• _Problema_
Continúa el cuaderno sobre la fase 06 de packaging a partir de su última línea, no del listado.

• _Fragmento mostrado_
+===+

# Fase 06 — Packaging (versión simplificada)

Esta versión refleja el diseño final simplificado:

- Cada variante F05 aporta **un único modelo oficial**.
- Se copian directamente los **datasets F04** (ya etiquetados).
- No se construye replay desde F02.
- No se seleccionan modelos manualmente.

El objetivo es componer un paquete sellado y reproducible.

In [1]:
import os

PHASE = "06_packaging"
VARIANT = os.environ.get("ACTIVE_VARIANT", "v601")

## Bootstrap del proyecto

In [2]:
import sys
import os
from pathlib import Path
import json
from datetime import datetime, timezone
from time import perf_counter
import shutil
import yaml
import pyarrow.parquet as pq

SCRIPT_PATH = Path.cwd().resolve()
ROOT = SCRIPT_PATH
for _ in range(10):
    if (ROOT / "mlops4ofp").exists():
        break
    ROOT = ROOT.parent
else:
    raise RuntimeError("No se pudo localizar project root")

sys.path.insert(0, str(ROOT))
print("Project root:", ROOT)


Project root: /Users/juancarlosduenaslopez/Documents/mlops/mlops4ofp


## Cargar parámetros F06

In [3]:
from mlops4ofp.tools.params_manager import ParamsManager
from mlops4ofp.tools.traceability import write_metadata
from mlops4ofp.tools.run_context import assemble_run_context
from mlops4ofp.tools.artifacts import get_git_hash

pm = ParamsManager(PHASE, ROOT)
pm.set_current(VARIANT)
variant_root = pm.current_variant_dir()

with open(variant_root / "params.yaml", "r", encoding="utf-8") as f:
    params = yaml.safe_load(f)

parent_variants_f05 = params["parent_variants_f05"]
print("Parents F05:", parent_variants_f05)

+===+

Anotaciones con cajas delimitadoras
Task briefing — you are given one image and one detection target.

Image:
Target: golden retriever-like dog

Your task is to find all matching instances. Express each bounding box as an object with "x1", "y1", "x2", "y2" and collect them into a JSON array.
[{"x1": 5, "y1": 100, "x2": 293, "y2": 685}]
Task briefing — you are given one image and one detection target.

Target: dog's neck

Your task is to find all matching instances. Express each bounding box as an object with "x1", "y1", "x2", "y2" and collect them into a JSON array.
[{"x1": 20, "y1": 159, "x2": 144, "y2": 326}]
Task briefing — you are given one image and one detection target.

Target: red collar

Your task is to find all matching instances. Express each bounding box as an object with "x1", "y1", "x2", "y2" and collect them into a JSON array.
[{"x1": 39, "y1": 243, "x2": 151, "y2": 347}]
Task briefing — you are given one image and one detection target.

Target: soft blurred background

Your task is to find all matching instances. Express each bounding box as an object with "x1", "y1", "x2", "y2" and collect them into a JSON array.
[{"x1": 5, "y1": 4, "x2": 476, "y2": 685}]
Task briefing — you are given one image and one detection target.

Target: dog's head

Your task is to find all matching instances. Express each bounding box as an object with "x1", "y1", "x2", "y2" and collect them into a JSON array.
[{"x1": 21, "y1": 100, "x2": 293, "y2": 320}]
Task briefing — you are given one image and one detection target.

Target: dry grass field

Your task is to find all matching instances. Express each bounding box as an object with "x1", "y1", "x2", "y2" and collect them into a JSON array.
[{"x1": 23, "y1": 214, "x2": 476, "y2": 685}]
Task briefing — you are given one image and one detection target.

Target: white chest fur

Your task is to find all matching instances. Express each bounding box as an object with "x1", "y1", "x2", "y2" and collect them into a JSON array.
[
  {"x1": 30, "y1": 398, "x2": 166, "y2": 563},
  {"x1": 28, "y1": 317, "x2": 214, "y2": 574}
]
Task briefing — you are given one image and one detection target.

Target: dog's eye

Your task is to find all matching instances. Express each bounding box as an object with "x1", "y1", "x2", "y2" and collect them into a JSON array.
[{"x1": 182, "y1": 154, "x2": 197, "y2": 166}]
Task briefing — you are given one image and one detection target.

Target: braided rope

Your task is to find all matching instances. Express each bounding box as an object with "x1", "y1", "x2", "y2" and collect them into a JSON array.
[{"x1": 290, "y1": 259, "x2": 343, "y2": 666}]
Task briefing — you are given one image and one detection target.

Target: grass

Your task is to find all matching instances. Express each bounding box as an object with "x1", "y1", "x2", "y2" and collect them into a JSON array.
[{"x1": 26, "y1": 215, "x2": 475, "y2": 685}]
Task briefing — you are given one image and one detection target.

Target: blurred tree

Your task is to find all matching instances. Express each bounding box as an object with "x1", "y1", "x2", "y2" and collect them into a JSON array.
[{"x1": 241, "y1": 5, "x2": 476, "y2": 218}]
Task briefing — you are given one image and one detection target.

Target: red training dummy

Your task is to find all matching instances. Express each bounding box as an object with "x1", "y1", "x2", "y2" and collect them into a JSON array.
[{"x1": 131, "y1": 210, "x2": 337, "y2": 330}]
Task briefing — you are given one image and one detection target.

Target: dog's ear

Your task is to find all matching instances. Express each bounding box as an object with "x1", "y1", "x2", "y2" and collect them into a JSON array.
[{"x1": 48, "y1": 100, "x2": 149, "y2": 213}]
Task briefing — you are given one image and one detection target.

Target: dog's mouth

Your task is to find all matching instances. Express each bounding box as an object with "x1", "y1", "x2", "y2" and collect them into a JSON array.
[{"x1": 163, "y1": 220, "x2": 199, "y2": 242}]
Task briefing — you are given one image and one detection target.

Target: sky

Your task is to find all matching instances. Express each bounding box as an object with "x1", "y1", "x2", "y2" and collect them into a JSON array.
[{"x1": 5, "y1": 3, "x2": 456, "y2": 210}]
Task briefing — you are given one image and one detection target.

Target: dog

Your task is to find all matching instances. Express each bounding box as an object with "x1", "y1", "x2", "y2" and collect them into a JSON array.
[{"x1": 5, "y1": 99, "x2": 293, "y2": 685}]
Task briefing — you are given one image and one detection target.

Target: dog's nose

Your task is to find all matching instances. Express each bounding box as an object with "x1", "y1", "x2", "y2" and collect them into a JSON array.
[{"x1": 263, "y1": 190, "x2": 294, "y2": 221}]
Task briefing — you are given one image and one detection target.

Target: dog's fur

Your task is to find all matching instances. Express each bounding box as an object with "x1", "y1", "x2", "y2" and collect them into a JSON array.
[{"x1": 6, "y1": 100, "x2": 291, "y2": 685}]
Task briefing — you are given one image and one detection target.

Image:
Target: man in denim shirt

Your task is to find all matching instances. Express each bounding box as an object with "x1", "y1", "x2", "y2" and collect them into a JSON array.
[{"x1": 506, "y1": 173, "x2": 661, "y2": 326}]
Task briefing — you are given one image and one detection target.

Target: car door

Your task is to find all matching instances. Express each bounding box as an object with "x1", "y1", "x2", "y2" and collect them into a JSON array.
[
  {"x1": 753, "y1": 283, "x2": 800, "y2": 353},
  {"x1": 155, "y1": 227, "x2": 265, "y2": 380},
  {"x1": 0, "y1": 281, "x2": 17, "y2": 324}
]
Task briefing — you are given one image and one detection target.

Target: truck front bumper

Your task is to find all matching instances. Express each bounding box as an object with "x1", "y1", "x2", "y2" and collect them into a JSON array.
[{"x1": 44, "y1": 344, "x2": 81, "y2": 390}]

+===+

• _Salida_
Parents F05: ['v501', 'v502', 'v503', 'v504']


## Resolver linaje y validar régimen temporal

In [4]:
lineage = {"f05": set(parent_variants_f05), "f04": set(), "f03": set()}
f05_to_f04 = {}
temporal_by_f03 = {}

f03_registry_path = ROOT / "executions" / "03_preparewindowsds" / "variants.yaml"
f03_registry = {}
if f03_registry_path.exists():
    f03_registry = yaml.safe_load(f03_registry_path.read_text()) or {}
    f03_registry = f03_registry.get("variants", {}) or {}

for v05 in parent_variants_f05:
    f05_params = yaml.safe_load(
        (ROOT / "executions" / "05_modeling" / v05 / "params.yaml").read_text()
    )
    v04 = f05_params["parent_variant"]
    
    # Buscar el modelo en la carpeta models/ (solo debe haber uno)
    models_dir = ROOT / "executions" / "05_modeling" / v05 / "models"
    if not models_dir.exists():
        raise FileNotFoundError(f"No existe carpeta models/ en F05 {v05}")
    
    model_dirs = [d for d in models_dir.iterdir() if d.is_dir()]
    if len(model_dirs) == 0:
        raise RuntimeError(f"F05 {v05} no contiene ningún modelo en models/")
    if len(model_dirs) > 1:
        raise RuntimeError(f"F05 {v05} contiene múltiples modelos (se espera solo uno)")
    
    model_dir = model_dirs[0]
    model_summary_path = model_dir / "model_summary.json"
    if not model_summary_path.exists():
        raise FileNotFoundError(f"No existe model_summary.json en {model_dir}")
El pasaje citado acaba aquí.